NM governor cautions against tax increases
Lawmakers have two months to find enough money to maintain critical government services and close the state's budget shortfall
SANTA FE — New Mexico Gov. Susana Martinez today urged lawmakers to avoid tax increases, calling it the easy way out of a stubborn budget deficit, as she proposed a smaller and more efficient state government at the start of the legislative session.
New Mexico lawmakers have the next two months to find enough money to maintain critical government services and close the state's budget shortfall.
In her seventh State of the State address, Martinez described her plan for balancing the budget without tax increases by eliminating tax loopholes and sweeping funds from idle accounts.
"Let's not take the easy way out," Martinez told lawmakers and other officials gathered in the state Capitol. "There is a way forward without raising taxes on hard-working New Mexicans. ... We must continue diversifying our economy and restraining the size of government."
Martinez's budget remedies combine agency spending cuts and one-time withdrawals from school district reserves and other state accounts. She also proposed reducing government contributions to pensions for teachers and state workers, who would then pay in more — a move that would cut into the take-home pay of 80,000 public employees.
She urged lawmakers to consolidate state agencies and continue funding economic development incentives for job training and infrastructure. Doing so, she said, would help curb the state's reliance on revenue from the oil and gas sector.
"Make no mistake about it, we are diversifying our economy and laying the foundation for private-sector growth," Martinez said.

__RECORDS PROVIDED__.
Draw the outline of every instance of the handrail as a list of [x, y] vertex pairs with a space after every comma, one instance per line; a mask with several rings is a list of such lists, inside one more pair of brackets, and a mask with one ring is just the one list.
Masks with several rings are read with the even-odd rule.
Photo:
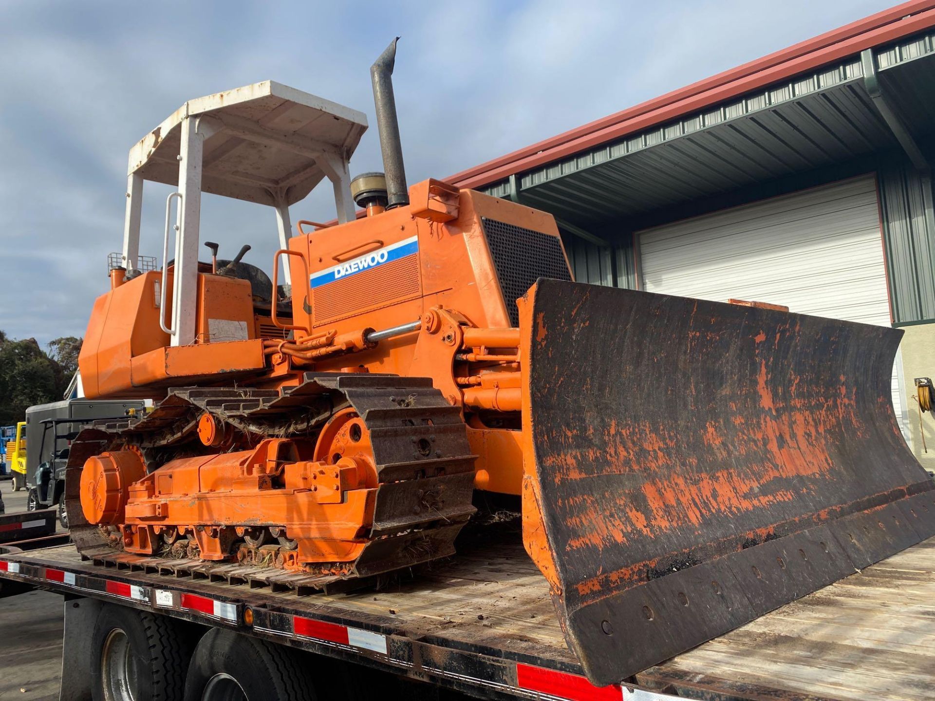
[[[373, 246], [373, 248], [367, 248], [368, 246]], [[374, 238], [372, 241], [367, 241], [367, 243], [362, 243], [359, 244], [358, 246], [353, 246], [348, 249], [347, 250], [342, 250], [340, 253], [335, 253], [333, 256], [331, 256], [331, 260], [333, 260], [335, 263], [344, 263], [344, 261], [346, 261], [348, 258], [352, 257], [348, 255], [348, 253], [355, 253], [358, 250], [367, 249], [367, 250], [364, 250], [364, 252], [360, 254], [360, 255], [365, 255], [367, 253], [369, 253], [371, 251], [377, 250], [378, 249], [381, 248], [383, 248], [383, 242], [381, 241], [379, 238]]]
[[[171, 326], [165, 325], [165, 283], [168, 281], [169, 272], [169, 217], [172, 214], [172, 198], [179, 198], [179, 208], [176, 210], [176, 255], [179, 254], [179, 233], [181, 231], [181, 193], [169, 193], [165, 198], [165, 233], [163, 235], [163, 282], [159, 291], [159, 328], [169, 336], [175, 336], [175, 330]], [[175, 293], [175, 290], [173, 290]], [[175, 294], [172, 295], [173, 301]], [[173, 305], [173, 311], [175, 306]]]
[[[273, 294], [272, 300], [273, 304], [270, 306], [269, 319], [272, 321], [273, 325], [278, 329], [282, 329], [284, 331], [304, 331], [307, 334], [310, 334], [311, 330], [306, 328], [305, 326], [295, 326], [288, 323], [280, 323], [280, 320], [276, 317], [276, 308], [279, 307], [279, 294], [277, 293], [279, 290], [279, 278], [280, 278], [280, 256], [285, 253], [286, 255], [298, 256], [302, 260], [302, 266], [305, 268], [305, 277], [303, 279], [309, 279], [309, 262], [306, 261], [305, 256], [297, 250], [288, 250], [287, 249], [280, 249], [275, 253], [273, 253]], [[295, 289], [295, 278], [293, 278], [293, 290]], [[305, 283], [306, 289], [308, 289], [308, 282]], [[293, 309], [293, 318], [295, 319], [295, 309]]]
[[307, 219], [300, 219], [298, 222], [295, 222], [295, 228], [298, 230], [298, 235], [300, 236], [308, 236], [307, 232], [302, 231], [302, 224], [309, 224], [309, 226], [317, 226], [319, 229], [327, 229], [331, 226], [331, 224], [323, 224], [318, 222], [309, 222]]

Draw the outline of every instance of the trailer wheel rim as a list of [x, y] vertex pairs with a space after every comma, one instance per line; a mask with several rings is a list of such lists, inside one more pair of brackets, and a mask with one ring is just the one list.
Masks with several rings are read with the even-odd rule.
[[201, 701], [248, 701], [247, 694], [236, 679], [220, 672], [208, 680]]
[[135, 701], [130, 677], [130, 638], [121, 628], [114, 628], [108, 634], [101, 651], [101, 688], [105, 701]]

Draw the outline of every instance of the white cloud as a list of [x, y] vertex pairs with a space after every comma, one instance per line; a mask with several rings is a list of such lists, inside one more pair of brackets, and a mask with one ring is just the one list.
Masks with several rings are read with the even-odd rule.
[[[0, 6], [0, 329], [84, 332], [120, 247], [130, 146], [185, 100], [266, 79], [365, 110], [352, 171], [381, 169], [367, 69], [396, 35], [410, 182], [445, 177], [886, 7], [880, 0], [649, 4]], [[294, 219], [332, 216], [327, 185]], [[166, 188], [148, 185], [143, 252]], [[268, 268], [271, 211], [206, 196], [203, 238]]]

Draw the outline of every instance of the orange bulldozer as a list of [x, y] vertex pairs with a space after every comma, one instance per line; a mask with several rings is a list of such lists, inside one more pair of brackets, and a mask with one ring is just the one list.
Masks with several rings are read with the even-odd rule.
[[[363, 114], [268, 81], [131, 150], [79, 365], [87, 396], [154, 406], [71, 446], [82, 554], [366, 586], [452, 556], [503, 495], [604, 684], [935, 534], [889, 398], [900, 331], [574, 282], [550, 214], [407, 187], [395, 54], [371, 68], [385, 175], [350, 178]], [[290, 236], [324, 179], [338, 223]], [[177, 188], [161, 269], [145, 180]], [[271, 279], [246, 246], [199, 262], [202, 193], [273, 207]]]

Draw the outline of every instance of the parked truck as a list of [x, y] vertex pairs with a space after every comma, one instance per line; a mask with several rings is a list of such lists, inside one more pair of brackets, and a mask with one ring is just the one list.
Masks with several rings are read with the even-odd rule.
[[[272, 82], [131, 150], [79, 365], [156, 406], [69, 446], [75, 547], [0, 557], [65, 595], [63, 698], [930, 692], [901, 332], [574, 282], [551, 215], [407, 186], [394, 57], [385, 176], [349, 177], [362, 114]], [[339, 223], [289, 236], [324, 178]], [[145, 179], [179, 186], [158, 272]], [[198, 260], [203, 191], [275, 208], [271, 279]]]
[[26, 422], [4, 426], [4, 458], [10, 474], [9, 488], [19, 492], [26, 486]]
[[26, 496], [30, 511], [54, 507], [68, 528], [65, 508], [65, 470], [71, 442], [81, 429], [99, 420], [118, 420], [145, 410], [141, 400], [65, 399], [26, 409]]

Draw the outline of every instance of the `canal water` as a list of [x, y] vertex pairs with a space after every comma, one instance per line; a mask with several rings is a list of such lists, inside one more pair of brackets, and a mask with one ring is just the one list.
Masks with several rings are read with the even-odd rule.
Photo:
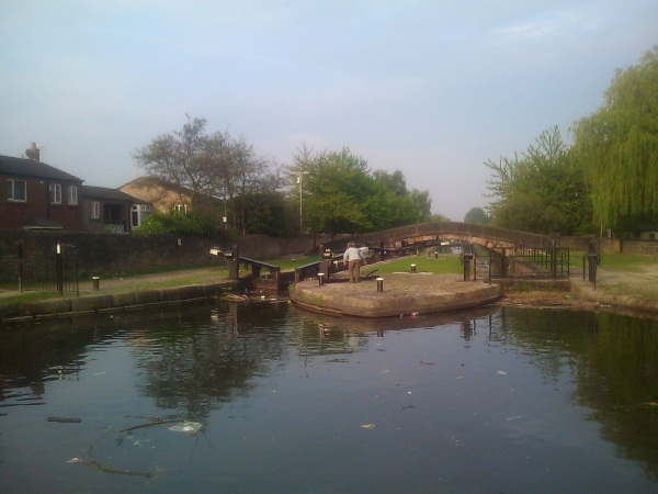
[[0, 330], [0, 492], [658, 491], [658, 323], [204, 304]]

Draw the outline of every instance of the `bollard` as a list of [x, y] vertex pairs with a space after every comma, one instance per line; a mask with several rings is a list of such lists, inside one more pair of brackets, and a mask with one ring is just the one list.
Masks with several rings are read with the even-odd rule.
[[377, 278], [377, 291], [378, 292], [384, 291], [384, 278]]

__GOALS__.
**a)** In the budget article, how would you render this sentence in Spanish: "New Mexico lawmakers have the next two months to find enough money to maintain critical government services and close the state's budget shortfall."
**b)** Update the budget article, beginning at the words "In her seventh" and stopping after "from idle accounts.", so that "tax loopholes" reads "tax exemptions".
**c)** According to the budget article, what did Martinez urge lawmakers to do?

__PROBLEM SOLUTIONS__.
**a)** Los legisladores de Nuevo México tienen los próximos dos meses para encontrar suficiente dinero para mantener los servicios gubernamentales esenciales y cerrar el déficit presupuestario del estado.

**b)**
In her seventh State of the State address, Martinez described her plan for balancing the budget without tax increases by eliminating tax exemptions and sweeping funds from idle accounts.

**c)**
- Avoid tax increases
- Consolidate state agencies
- Continue funding economic development incentives for job training and infrastructure